→ **WRITTEN REQUEST**
Start at the line containing "Q: Point to the crowd" and transcribe every line exactly through the end of the records below, and only those lines.

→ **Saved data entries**
═══

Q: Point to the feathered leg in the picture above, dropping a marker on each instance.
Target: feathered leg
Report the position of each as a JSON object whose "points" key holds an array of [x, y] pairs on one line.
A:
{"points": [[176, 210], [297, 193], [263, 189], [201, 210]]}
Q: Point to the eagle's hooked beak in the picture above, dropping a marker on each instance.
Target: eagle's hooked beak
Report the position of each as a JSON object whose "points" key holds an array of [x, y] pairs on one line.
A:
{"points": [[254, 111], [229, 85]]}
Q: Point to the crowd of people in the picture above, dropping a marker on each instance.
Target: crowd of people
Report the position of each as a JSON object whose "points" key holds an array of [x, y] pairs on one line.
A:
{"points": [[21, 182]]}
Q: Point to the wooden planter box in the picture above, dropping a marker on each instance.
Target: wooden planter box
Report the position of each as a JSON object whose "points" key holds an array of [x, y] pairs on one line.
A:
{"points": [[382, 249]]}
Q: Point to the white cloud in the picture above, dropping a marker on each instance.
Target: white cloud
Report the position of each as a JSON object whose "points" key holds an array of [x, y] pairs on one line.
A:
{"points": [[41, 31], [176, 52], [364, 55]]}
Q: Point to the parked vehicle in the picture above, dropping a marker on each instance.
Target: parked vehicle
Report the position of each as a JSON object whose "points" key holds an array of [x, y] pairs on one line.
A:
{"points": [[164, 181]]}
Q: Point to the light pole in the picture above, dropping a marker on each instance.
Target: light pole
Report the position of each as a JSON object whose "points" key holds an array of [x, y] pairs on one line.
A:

═══

→ **CORRECT ANSWER**
Q: Point to the crowd of people in the picture above, dropping a marker on each instance.
Target: crowd of people
Report the position of each as a JSON object whose "points" key holds an array of [x, y] pairs on one line.
A:
{"points": [[21, 182]]}
Q: Point to the wooden planter box in the picture above, dropping a marker on each instance.
Target: wooden planter box
Report the position of each as a JSON object whose "points" key holds an array of [x, y] pairs on one line.
A:
{"points": [[382, 249]]}
Q: Point to the white cloud in the picture above, dropping a marker on each instance.
Target: white cloud
Report the position of each as a JSON object whose "points" key holds an array of [x, y] pairs on one line.
A:
{"points": [[41, 31], [176, 52], [364, 55]]}
Q: Point to the parked vehicle in the picture above, dropping a marker on each instance.
Target: parked vehicle
Report the position of each as a JSON object whose "points" key holds an array of [x, y] pairs on one line.
A:
{"points": [[164, 181]]}
Q: Point to the light pole in the picture above, dropping a marker on each instance.
Target: light pole
Report the position of each as a JSON object whose "points" key holds an array of [x, y] pairs on one line.
A:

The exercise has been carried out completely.